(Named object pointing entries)
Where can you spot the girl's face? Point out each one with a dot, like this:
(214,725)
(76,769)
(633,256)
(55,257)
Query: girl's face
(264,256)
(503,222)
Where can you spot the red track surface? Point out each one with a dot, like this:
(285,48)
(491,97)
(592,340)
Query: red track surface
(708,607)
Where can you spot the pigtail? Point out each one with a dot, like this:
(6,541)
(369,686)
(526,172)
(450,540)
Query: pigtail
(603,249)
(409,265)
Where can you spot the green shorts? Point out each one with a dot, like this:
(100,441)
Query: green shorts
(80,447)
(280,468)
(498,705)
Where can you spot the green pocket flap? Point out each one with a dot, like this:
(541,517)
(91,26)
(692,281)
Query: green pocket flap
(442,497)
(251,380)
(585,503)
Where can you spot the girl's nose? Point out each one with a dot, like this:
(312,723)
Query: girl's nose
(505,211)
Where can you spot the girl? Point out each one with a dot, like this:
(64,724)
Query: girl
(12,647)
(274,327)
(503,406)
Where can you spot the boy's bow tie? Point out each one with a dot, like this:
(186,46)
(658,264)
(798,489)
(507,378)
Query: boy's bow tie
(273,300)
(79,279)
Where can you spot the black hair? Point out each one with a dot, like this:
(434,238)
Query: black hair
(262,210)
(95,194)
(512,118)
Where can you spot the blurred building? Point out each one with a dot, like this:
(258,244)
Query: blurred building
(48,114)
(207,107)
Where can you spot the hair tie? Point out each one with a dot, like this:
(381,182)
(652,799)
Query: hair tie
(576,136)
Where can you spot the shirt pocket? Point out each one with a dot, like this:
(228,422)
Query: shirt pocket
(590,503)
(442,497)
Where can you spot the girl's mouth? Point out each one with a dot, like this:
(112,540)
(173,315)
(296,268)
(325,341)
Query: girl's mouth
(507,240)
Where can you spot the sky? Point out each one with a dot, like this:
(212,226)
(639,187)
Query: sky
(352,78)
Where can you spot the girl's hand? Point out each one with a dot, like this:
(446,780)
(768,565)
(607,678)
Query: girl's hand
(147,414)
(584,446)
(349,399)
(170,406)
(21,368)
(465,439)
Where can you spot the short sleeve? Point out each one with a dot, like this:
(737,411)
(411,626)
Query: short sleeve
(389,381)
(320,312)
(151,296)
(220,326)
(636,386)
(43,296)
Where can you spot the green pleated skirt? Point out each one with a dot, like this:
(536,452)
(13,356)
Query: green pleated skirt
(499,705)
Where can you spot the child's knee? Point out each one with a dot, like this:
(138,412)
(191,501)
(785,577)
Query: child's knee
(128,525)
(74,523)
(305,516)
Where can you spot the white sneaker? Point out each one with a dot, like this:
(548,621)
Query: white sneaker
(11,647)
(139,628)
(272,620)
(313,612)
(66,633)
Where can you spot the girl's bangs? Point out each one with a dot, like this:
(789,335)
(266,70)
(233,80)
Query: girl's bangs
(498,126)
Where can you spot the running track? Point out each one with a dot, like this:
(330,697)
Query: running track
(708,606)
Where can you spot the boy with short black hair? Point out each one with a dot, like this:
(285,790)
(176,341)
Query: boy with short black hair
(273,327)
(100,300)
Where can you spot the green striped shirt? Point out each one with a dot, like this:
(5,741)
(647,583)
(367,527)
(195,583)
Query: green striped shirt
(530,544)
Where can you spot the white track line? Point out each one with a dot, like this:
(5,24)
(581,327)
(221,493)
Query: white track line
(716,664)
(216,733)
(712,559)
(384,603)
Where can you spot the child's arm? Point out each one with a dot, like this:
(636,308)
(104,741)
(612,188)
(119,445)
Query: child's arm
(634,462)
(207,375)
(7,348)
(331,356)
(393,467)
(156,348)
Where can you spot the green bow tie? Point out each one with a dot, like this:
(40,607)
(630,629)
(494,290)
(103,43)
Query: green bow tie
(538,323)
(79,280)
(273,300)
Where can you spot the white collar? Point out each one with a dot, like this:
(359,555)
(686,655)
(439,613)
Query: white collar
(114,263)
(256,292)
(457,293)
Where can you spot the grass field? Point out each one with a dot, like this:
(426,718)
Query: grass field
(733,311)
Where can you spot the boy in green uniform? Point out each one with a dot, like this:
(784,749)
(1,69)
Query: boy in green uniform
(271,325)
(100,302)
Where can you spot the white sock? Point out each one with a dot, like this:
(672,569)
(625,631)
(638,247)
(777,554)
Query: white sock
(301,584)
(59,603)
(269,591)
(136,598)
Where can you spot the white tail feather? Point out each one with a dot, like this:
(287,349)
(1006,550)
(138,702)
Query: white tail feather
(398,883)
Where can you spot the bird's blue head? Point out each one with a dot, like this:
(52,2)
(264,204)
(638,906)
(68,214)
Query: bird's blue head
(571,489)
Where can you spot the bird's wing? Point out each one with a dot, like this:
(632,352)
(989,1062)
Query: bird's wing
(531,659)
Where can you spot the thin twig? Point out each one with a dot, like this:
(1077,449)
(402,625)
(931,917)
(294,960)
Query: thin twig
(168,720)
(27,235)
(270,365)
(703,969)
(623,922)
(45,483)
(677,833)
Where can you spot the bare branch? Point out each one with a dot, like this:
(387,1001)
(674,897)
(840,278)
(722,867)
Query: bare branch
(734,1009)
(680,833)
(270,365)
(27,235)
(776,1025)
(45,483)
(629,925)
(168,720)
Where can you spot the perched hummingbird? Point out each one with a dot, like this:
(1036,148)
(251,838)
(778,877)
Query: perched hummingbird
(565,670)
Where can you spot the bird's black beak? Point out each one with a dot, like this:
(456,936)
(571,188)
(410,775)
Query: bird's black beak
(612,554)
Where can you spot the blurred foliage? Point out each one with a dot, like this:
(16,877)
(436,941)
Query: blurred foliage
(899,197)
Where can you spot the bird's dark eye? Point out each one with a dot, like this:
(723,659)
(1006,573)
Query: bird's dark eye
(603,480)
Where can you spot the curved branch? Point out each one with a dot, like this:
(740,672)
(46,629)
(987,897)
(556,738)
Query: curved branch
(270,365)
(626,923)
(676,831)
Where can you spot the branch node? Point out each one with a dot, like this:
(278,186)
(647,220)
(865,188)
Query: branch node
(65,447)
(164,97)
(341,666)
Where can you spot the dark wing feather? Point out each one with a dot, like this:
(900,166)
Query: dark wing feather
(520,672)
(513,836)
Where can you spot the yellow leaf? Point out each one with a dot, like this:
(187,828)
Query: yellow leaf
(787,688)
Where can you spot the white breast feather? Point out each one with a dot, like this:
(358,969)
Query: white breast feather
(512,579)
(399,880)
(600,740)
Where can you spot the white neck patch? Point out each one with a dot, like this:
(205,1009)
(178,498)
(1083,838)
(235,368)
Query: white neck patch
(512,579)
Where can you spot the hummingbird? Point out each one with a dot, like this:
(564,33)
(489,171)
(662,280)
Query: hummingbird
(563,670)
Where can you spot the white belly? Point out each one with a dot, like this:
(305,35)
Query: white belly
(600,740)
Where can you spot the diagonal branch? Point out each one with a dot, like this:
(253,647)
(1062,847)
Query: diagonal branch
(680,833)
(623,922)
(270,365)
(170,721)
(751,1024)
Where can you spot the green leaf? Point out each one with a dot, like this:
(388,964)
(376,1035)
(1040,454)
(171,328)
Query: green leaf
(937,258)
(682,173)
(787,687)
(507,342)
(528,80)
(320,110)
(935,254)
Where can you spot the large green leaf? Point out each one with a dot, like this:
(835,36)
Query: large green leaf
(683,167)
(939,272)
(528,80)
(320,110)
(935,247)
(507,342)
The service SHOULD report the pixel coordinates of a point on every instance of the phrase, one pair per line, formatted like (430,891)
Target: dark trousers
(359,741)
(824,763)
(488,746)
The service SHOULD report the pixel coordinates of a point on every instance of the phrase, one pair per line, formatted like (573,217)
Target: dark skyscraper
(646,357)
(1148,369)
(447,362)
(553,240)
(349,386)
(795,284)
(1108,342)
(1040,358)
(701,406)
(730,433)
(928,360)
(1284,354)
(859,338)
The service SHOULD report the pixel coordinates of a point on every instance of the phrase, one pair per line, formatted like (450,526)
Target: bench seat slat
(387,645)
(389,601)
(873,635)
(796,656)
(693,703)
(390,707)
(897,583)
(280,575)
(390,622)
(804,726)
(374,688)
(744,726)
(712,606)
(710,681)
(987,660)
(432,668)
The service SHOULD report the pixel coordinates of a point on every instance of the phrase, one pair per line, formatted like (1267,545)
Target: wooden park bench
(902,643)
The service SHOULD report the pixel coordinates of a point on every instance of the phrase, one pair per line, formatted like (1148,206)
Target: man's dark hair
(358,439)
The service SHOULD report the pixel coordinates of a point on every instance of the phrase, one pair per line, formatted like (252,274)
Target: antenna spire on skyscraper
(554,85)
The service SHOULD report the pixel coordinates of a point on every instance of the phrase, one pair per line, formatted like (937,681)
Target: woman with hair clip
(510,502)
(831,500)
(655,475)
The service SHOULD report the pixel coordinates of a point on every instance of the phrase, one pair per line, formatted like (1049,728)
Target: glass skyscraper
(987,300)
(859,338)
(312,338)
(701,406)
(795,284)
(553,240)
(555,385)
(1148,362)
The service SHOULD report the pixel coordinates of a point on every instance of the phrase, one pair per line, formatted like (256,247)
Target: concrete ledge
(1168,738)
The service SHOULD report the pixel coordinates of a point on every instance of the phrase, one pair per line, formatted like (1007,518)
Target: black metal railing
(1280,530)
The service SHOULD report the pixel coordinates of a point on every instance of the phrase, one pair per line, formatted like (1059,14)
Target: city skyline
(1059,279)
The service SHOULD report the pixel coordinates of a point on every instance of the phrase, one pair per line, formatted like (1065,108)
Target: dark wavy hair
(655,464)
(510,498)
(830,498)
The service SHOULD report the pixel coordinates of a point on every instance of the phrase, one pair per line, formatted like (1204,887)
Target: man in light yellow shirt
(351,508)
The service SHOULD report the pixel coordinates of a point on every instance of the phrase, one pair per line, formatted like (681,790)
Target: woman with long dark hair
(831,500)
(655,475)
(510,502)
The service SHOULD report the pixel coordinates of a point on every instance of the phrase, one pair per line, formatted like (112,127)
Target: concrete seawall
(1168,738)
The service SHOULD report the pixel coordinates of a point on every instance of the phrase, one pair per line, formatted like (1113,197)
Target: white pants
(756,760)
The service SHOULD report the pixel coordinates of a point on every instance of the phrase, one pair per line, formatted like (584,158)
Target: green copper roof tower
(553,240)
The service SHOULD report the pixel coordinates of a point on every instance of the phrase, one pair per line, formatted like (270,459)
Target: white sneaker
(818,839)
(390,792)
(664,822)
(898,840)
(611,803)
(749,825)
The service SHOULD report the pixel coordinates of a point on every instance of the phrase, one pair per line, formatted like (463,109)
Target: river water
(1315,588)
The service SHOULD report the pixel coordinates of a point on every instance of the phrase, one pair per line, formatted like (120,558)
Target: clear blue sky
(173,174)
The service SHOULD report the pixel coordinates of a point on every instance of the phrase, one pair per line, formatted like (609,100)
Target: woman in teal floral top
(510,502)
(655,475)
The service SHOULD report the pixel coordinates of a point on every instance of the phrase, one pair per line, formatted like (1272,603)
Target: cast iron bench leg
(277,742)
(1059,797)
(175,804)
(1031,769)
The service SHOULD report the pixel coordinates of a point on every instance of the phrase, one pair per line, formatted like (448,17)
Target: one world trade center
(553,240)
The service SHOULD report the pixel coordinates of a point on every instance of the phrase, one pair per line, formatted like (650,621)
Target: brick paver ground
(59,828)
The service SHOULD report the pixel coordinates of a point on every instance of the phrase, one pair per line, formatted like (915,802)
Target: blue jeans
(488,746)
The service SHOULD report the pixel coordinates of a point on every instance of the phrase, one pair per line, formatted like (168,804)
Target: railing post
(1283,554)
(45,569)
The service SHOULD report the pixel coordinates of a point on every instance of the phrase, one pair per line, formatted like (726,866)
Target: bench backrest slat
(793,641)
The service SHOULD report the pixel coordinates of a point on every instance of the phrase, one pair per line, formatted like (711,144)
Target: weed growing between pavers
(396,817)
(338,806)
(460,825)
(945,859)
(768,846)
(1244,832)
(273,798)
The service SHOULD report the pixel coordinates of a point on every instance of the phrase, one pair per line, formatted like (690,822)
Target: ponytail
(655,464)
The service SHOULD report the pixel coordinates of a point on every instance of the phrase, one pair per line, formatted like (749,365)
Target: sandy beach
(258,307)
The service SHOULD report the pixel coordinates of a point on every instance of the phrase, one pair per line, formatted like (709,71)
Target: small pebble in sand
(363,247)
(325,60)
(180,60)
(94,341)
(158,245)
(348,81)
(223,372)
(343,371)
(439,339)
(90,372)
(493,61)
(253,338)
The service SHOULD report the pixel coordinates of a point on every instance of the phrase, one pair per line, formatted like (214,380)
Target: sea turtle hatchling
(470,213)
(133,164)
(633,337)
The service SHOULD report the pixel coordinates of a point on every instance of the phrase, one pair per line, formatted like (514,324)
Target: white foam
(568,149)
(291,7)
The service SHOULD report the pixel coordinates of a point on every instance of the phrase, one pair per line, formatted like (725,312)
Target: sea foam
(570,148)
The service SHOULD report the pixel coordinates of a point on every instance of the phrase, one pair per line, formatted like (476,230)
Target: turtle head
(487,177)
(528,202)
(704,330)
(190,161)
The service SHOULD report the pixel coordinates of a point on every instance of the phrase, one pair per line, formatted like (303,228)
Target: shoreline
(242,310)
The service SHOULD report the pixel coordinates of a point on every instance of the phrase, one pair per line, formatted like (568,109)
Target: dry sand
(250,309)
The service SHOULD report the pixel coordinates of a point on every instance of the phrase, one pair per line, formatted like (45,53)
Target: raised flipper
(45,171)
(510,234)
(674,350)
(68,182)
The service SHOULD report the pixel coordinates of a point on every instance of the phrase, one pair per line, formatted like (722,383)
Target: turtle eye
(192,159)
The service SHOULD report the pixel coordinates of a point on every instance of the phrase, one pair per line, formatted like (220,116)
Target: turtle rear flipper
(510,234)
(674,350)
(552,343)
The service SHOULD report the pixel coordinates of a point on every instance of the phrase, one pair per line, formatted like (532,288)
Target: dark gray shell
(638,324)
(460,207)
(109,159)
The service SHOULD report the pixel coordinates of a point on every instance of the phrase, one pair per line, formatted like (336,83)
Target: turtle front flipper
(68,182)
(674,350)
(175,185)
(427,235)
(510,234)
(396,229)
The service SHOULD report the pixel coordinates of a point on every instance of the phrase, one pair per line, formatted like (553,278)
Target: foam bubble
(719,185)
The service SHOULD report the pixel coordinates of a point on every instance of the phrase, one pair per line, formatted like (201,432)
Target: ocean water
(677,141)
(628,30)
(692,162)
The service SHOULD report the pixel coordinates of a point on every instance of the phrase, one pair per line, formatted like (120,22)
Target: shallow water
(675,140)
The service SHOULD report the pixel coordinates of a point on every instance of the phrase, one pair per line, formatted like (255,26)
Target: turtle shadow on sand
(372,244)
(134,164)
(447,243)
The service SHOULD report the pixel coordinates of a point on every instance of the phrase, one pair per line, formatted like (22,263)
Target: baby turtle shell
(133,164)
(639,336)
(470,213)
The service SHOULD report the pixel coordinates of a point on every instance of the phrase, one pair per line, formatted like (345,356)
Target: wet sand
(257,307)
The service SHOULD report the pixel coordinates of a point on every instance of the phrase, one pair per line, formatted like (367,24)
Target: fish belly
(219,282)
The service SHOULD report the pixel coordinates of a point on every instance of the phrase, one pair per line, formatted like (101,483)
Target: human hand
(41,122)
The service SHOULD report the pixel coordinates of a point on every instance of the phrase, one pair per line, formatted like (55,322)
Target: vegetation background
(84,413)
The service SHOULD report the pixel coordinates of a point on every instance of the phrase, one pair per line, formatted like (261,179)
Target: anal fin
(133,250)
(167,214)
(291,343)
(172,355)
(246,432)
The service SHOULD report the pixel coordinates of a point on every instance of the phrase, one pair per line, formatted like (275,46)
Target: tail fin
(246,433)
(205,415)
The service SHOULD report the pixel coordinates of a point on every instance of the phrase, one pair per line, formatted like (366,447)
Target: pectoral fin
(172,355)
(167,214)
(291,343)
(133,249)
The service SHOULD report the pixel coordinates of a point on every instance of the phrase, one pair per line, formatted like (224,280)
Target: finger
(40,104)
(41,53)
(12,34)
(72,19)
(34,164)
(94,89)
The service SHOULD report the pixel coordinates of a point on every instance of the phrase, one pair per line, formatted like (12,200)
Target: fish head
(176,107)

[WHAT TO DO] Write out exactly the lines from the line holding "formatted like (101,483)" through the last line of the data, and nothing besides those lines.

[RESULT OF THE EXERCISE]
The service SHOULD report the pixel coordinates of a point on every instance of the phrase, one pair per line, formatted like (101,483)
Target: human hand
(41,122)
The service SHOULD report the pixel coordinates of a point on every instance of the phrase, one pair per line, formatted like (55,322)
Target: vegetation background
(84,413)
The service SHOULD report the pixel coordinates of a point on every instance of the phrase, one pair per line, formatted like (261,179)
Target: anal fin
(133,250)
(167,214)
(291,343)
(172,355)
(246,432)
The service SHOULD report the pixel coordinates of a point on every instance of the phrase, one pair per line, formatted like (275,46)
Target: tail fin
(246,433)
(205,415)
The service SHOULD report the pixel coordinates of a point on every instance of the phrase, one pair per line, formatted like (366,447)
Target: pectoral fin
(172,355)
(167,214)
(291,343)
(133,249)
The service SHOULD report the pixel coordinates of a point on every instance of the phrase, one pair per line, formatted like (224,280)
Target: finger
(40,104)
(41,53)
(12,34)
(72,19)
(34,164)
(94,89)
The service SHOULD report the pixel coordinates of a point on every instance of the phrase, one pair per line, formatted like (12,200)
Target: fish head
(176,107)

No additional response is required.